Please give an exact copy of every line from the one holding "Each matching instance of the dragonfly compound" through the final line of the records below.

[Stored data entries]

::::::::::

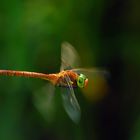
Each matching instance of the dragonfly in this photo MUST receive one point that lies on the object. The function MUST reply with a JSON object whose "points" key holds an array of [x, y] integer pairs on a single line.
{"points": [[67, 79]]}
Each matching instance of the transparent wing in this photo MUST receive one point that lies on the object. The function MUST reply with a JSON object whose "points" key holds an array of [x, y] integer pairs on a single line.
{"points": [[69, 56], [44, 103], [70, 102], [92, 72]]}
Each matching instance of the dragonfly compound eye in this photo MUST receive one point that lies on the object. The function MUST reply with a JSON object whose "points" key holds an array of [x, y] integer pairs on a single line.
{"points": [[81, 80]]}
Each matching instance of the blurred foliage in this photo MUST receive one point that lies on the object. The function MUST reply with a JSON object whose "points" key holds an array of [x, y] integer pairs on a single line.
{"points": [[105, 33]]}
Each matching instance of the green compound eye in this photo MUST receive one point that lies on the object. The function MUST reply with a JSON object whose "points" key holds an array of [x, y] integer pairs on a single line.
{"points": [[81, 80]]}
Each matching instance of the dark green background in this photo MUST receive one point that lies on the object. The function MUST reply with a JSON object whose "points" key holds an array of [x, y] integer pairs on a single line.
{"points": [[105, 33]]}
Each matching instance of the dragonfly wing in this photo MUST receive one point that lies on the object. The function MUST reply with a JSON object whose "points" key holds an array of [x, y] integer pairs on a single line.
{"points": [[70, 102], [92, 71], [44, 103], [69, 56]]}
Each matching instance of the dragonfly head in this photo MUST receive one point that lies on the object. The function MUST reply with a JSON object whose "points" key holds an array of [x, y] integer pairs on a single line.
{"points": [[82, 81]]}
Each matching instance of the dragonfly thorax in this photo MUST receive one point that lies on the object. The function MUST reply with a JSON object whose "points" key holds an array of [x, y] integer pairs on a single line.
{"points": [[67, 78]]}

::::::::::

Output of the task –
Each matching instance of the dragonfly compound eye in this photo MUST receive one point that lies on the object. The function MUST reply with a JSON object whose "points" key holds an array of [x, y] integer pairs on a single line.
{"points": [[81, 80]]}
Each matching instance of the blurred foliage in this photo MUST receive one point that lies on the object. The function MUST reply with a JSON object whose "points" key holds an array of [x, y] integer pairs on a single line.
{"points": [[105, 33]]}
Each matching instance of the green compound eye in this photo MUST receive one point that lies on the object. The function MUST reply with a JSON object whose "points" key holds an array of [x, y] integer pairs on a single line.
{"points": [[81, 80]]}
Each matching instance of the dark green background in this photo MUST receive one point that lies on the object. The function MUST reply with a JSON object whose "points" key holds an array of [x, y] integer pairs on a single line.
{"points": [[105, 33]]}
Each matching instance of the dragonfly wing in this photo MUST receive one point that lies on the object. The function MUST reply with a JSON object whose "points" key holds an array of [x, y] integer pairs on a single line.
{"points": [[70, 102], [92, 71], [44, 103], [69, 56]]}
Each matching instance of the dragonfly head in this photo MUST receive one point that lies on the object. The function MUST reply with a JSON object whose "points" key holds an array of [x, y] integer pairs on a single line.
{"points": [[82, 81]]}
Each matching instance of the dragonfly thorax in this photo MUST receive one point that lies on the object. The function MUST reply with a JSON object whose "points" key holds an array of [x, y] integer pairs on a single line.
{"points": [[67, 78]]}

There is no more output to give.